_TEXT EXCERPT_
The activist who spoke on condition of anonymity agreed with many of the points raised by Peoples and Wilson.
“I would say that as with most things, what goes on in the LGBTQ community mirrors what goes on in the mainstream community when it comes to racism and patriarchy and socio-economic differences and oppression,” the activist said.
“So it’s never gone away and as long as it’s not addressed it’s not going to go away,” said the activist. “I think what you’re seeing is a lot of the racial tensions that are bubbling up to the surface have been there underneath.”
The activist added, “And I think while some of these organizations realize that changes have to be made, not everybody realizes the urgency. They think they can do it over the course of time. And I think what you’re seeing is young activists are saying they’re not going to wait anymore. They’re very vocal. They’re very impatient. And they’re coming from another era that most people my age aren’t used to.”
The activist said some of the issues raised by groups such as No Justice No Pride are valid while other issues being raised are not valid, such as banning police from the Capital Pride parade.
“But there seems to be no middle ground,” said the activist. “If the powers that be met the activists on some middle ground and say this is what we can do now and this is what we can do moving forward you would see some movement. But I think everybody’s in an all-or-nothing stance and that’s unfortunate.”
Fowlkes said while many hurdles remain in the quest for full inclusion of people of color in LGBT organizations and institutions he sees important progress being made on that front locally.

Stored data entries
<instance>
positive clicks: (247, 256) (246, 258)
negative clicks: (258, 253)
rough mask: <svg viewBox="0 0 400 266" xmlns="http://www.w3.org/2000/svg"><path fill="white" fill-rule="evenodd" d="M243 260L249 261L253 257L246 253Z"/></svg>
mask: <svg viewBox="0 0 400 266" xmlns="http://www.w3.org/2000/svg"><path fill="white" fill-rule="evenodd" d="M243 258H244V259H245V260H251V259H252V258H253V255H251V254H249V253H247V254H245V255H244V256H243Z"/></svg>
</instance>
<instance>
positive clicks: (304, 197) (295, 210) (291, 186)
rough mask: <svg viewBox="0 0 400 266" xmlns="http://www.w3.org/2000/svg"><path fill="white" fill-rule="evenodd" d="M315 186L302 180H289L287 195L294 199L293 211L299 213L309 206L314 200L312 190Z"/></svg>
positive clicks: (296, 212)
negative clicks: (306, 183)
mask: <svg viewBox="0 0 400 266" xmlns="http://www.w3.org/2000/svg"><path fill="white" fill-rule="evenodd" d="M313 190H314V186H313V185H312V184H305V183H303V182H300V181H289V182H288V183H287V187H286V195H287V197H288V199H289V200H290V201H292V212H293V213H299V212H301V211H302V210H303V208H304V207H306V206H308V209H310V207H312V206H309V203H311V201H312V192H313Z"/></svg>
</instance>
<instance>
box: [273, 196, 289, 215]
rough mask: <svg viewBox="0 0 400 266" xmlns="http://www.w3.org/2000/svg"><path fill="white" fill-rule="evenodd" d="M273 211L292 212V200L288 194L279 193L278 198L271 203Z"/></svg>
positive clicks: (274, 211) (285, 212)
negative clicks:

_TASK INSTRUCTIONS_
a - Can you sum up the passage on racial tensions in the LGBTQ community in three sentences?
b - Pick up the passage on racial tensions in the LGBTQ community after its last sentence and carry it forward.

_RESPONSES_
a - An activist speaking anonymously says racism, patriarchy, socio-economic differences and oppression in the LGBTQ community mirror the mainstream community, and that the racial tensions now surfacing were always underneath. The activist says some organizations see that change is needed but not its urgency, while young activists are vocal, impatient and unwilling to wait. The activist calls some of No Justice No Pride's issues valid but not banning police from the Capital Pride parade and regrets the lack of middle ground, while Fowlkes sees important local progress toward including people of color in LGBT organizations.

b -
“Capital Pride is taking a great deal of energy into improving its relationship with different parts of our community, including Black Pride,” he said. “We work with them. We talk to them. We have a relationship with them. And we will be participating in their Pride and they participate in our Pride.”
Fowlkes, who has played a lead role in organizing D.C.’s Black Pride activities for over a decade, said the different Pride events held in D.C. each year such as Black Pride, Trans Pride, and Latino Pride are not mutually exclusive.
“People need to understand their communities and be proud of their communities, whatever part of the community they come from,” he said. “That doesn’t mean you can’t participate in Capital Pride or Capital Pride is evil,” he continued.
“I think there are always issues of inclusion that have to be dealt with. And we have to struggle with those,” said Fowlkes. “And there’s nothing wrong with that struggle. That struggle brings growth. And we have to always keep struggling and we have to be reminded of how important that struggle is.”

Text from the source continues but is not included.